# Data listing:
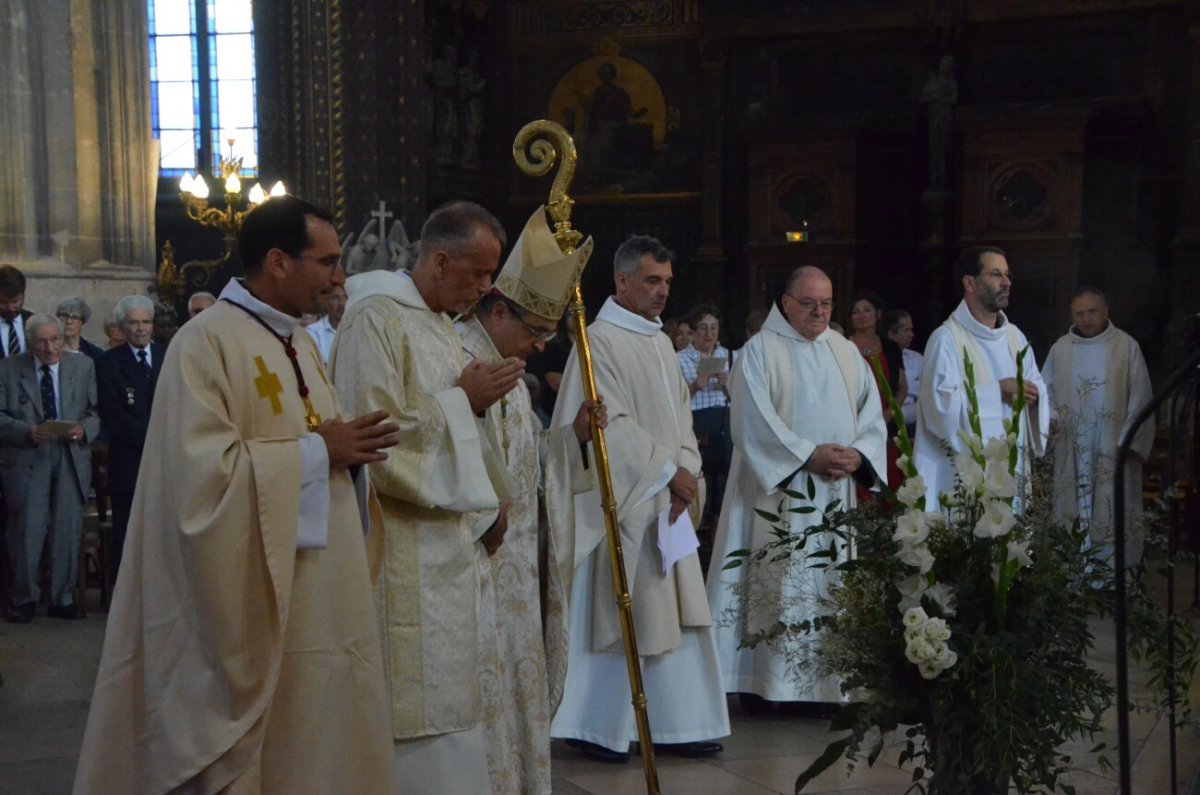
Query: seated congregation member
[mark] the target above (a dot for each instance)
(126, 377)
(706, 369)
(805, 410)
(73, 314)
(47, 422)
(241, 652)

# Work to do:
Rewrite the lines of all the records above as a numbered list, without the blank lines. Leave the pictures out of the answer.

# Result of the task:
1. Query: seated congregation member
2. [mark] the target above (a dot for each instance)
3. (126, 377)
4. (706, 369)
5. (805, 410)
6. (73, 314)
7. (47, 422)
8. (241, 652)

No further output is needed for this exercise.